▶ [Set tasks]
• 1. Reproduce a passage of the quadratic equation thread. Begin at the words "I formulated this" and stop after "doing something wrong?".
• 2. Carry on the quadratic equation thread from the point where it stops.

▶ [Text section]
----

I'm beginning to get into maths outside of school and at the moment I'm refreshing myself on the basics which explains why this question appears to be so simple.
I formulated this equation to find the answer to a question:
$n^2 = 18n$
I then manipulated it to:
$n^2 - 18n = 0$
So this is now a quadratic equation (right?), the problem is that there are 2 solutions.
$(n-6)(n+3) = 0$
$(n-9)(n+2) = 0$
In this case, are both solutions acceptable or am I doing something wrong?
On
$n^2-18n=0\\n\times n-18\times n=0$
so there are $(n-18)$ groups of $n$ and end up with
$n\times(n-18)=0\\ n(n-18)=0$
Now if two numbers multiply to get 0, either the first one or the second one is zero.
$n=0$ or $n-18=0$
$n=0$ or $n=18$
You can always test your solution by substituting back into $n$.

----

▶ [Extracted data]
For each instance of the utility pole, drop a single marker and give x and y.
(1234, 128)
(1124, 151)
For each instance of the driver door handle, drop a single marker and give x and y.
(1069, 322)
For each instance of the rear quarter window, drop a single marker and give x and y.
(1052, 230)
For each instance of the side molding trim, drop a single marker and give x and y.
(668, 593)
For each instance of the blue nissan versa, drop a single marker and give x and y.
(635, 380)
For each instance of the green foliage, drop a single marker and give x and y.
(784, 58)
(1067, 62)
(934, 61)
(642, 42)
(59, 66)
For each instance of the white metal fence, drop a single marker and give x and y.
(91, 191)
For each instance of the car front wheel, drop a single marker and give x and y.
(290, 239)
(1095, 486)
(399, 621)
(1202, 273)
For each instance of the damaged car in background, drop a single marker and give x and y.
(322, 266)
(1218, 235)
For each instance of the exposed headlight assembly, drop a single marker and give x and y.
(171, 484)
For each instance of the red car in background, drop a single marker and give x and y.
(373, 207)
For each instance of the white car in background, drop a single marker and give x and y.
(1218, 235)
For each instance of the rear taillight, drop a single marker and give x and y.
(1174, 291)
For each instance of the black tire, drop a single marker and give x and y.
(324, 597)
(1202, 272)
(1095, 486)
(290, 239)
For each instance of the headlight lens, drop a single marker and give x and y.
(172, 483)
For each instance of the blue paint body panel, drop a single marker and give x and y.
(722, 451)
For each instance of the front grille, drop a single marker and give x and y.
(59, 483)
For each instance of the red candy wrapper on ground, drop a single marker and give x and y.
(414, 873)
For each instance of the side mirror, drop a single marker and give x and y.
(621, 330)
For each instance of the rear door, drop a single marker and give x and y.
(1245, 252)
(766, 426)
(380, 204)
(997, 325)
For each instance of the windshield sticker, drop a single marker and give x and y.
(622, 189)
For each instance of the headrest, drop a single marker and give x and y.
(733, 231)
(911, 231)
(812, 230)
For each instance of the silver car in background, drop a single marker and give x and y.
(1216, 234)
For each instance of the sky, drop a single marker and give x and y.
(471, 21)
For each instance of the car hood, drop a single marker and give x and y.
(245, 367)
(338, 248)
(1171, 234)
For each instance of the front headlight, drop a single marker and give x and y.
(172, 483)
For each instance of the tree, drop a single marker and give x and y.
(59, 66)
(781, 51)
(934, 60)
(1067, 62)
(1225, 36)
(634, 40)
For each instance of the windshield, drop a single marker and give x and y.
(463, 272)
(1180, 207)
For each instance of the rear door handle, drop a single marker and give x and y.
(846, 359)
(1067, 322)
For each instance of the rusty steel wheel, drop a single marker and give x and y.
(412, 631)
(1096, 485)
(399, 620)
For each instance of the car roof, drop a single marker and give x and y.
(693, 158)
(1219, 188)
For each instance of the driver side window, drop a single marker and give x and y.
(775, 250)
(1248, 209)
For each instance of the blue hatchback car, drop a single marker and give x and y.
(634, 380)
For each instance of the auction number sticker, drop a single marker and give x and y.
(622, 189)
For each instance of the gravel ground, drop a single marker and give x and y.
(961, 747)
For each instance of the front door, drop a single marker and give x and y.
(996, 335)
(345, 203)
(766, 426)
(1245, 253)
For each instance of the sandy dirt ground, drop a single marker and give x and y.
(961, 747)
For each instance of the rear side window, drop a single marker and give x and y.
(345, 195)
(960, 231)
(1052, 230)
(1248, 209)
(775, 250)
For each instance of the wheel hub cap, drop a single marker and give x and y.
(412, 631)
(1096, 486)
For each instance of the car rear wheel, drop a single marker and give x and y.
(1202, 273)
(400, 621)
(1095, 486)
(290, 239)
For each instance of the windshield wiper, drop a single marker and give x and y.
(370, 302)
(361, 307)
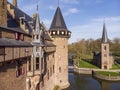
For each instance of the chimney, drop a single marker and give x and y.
(15, 3)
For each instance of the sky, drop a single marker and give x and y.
(84, 18)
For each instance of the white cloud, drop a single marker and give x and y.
(71, 11)
(70, 1)
(93, 29)
(47, 22)
(52, 7)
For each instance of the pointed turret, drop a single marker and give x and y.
(104, 34)
(58, 27)
(37, 22)
(60, 35)
(58, 21)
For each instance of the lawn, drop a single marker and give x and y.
(84, 64)
(107, 73)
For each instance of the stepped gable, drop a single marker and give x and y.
(58, 21)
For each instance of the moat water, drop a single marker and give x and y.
(87, 82)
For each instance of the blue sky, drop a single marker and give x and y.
(84, 18)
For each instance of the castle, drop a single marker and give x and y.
(32, 57)
(104, 59)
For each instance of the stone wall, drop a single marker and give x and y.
(48, 81)
(61, 62)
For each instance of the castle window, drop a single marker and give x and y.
(33, 37)
(37, 63)
(50, 71)
(53, 55)
(48, 74)
(3, 3)
(105, 55)
(29, 62)
(105, 61)
(20, 71)
(2, 51)
(105, 48)
(59, 69)
(16, 36)
(69, 33)
(62, 32)
(54, 33)
(37, 36)
(22, 37)
(64, 46)
(0, 34)
(53, 69)
(42, 63)
(37, 48)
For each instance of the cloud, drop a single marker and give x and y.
(52, 7)
(47, 22)
(70, 1)
(71, 11)
(93, 29)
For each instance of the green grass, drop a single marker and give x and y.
(84, 64)
(115, 66)
(107, 73)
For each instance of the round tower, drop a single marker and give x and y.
(60, 35)
(106, 62)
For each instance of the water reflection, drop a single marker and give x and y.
(85, 82)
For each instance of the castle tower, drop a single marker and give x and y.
(3, 12)
(35, 67)
(60, 35)
(15, 3)
(105, 60)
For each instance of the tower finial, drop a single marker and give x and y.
(58, 2)
(104, 20)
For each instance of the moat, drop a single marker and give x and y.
(87, 82)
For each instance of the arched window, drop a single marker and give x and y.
(37, 63)
(60, 69)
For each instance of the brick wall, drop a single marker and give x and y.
(8, 79)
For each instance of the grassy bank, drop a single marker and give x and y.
(107, 73)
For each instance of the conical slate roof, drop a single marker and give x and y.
(104, 35)
(37, 23)
(58, 21)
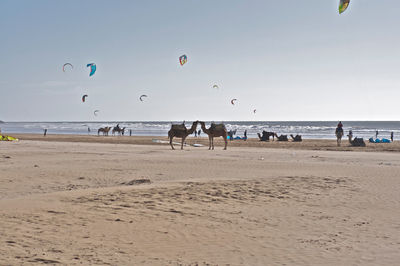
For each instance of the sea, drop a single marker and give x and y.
(308, 129)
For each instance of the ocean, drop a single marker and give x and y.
(308, 129)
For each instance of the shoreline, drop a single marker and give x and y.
(306, 144)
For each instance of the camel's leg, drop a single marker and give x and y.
(183, 140)
(170, 142)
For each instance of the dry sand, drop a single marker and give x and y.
(76, 202)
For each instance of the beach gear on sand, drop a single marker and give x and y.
(371, 140)
(7, 138)
(92, 68)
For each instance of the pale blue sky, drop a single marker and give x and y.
(289, 59)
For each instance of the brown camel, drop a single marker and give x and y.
(180, 131)
(104, 130)
(215, 130)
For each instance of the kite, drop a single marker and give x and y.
(343, 4)
(183, 60)
(92, 68)
(140, 98)
(67, 64)
(84, 98)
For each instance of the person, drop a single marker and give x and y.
(339, 127)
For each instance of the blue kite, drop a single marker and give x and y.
(92, 68)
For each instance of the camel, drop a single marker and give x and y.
(356, 142)
(215, 130)
(339, 135)
(297, 138)
(120, 131)
(180, 131)
(281, 137)
(265, 136)
(105, 131)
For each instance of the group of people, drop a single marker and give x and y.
(339, 129)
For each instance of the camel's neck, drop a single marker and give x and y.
(205, 130)
(192, 129)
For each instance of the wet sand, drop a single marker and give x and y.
(108, 200)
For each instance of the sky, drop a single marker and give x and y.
(288, 59)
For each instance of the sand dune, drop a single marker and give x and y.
(118, 204)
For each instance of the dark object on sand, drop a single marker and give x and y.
(356, 142)
(281, 137)
(265, 135)
(297, 138)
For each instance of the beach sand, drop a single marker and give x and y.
(90, 200)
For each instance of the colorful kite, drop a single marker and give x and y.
(92, 68)
(141, 97)
(84, 97)
(343, 4)
(183, 60)
(67, 64)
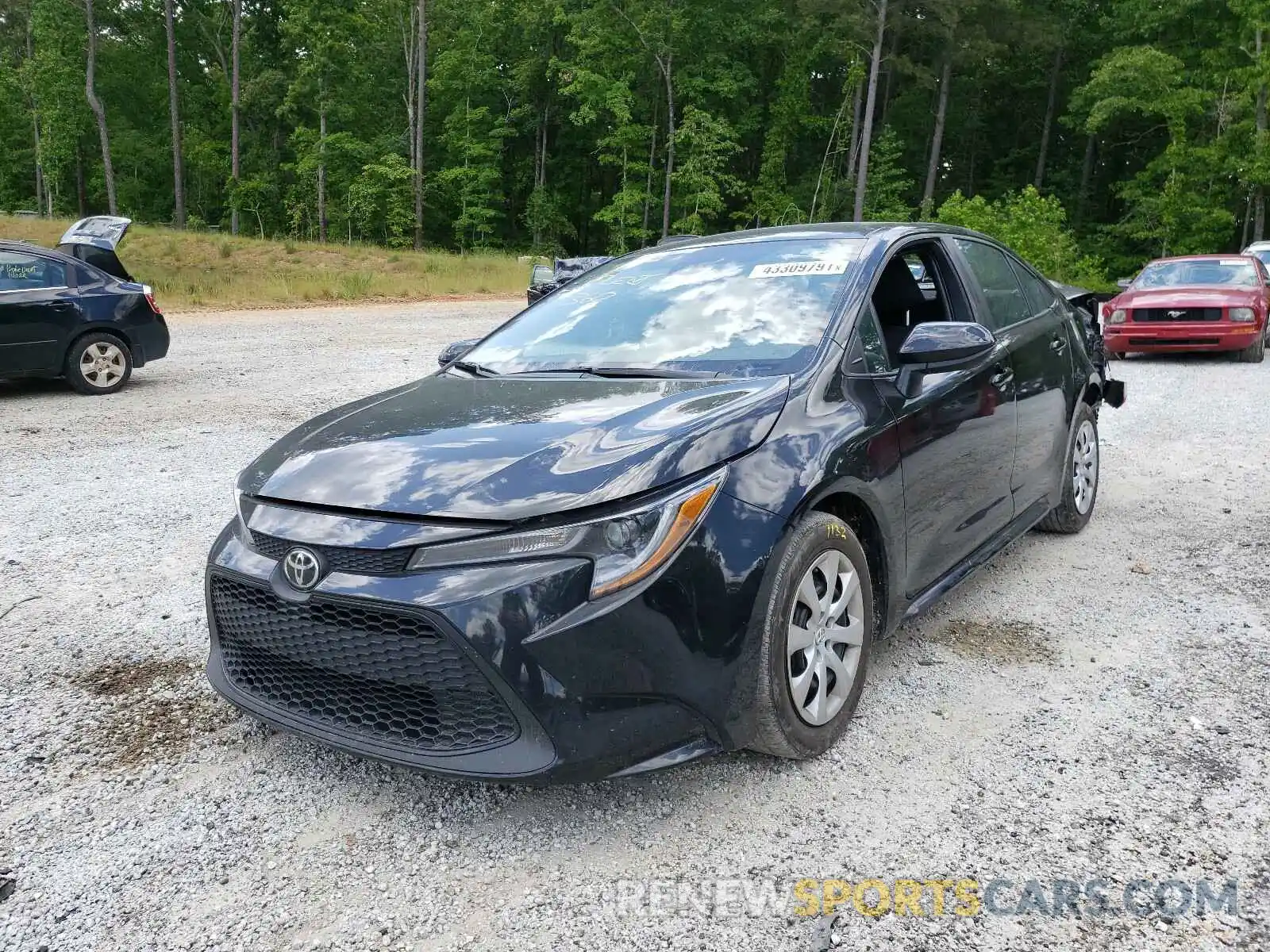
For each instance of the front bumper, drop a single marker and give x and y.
(499, 672)
(1147, 336)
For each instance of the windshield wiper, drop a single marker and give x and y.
(473, 368)
(620, 372)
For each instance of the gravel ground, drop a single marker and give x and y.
(1086, 708)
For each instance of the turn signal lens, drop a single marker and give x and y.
(666, 543)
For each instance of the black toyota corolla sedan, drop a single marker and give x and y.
(76, 313)
(664, 512)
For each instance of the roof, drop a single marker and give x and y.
(38, 249)
(1199, 258)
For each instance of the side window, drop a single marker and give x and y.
(992, 271)
(872, 343)
(1041, 296)
(23, 272)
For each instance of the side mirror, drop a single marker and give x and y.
(452, 352)
(945, 342)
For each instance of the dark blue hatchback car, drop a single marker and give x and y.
(664, 512)
(76, 313)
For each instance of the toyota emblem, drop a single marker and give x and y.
(302, 568)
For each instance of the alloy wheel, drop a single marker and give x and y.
(826, 635)
(102, 365)
(1085, 467)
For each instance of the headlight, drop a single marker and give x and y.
(625, 547)
(238, 505)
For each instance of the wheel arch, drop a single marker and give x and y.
(860, 517)
(114, 330)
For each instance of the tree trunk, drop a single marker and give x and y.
(648, 190)
(98, 109)
(857, 103)
(889, 73)
(234, 113)
(670, 144)
(1051, 106)
(1259, 206)
(870, 103)
(80, 190)
(421, 111)
(35, 121)
(321, 175)
(178, 171)
(1083, 194)
(1248, 221)
(941, 112)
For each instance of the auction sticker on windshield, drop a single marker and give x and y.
(793, 270)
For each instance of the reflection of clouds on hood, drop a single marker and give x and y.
(378, 473)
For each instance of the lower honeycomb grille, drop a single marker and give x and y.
(383, 676)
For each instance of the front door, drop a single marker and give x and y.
(35, 310)
(956, 428)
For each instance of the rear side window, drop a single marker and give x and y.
(1041, 296)
(25, 272)
(992, 271)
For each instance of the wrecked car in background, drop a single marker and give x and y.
(545, 278)
(76, 313)
(1194, 302)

----

▶ [Results for the exercise]
• 1.
I formulated this equation to find the answer to a question:
$n^2 = 18n$
I then manipulated it to:
$n^2 - 18n = 0$
So this is now a quadratic equation (right?), the problem is that there are 2 solutions.
$(n-6)(n+3) = 0$
$(n-9)(n+2) = 0$
In this case, are both solutions acceptable or am I doing something wrong?

• 2.
On
I suspect your mistake is that you've misunderstood factorising quadratic expressions. You have listed the factor pairs of $18$ and put them into brackets which is incorrect. Factorising is a bit of an art and takes a little time to get used to but the key fact here is there is no constant term. Usually this hints at taking a factor of $n$ out to give $n(n-18)=0$ I'd advise revising factoring before move on it'll help in the long run.
Hope this helps.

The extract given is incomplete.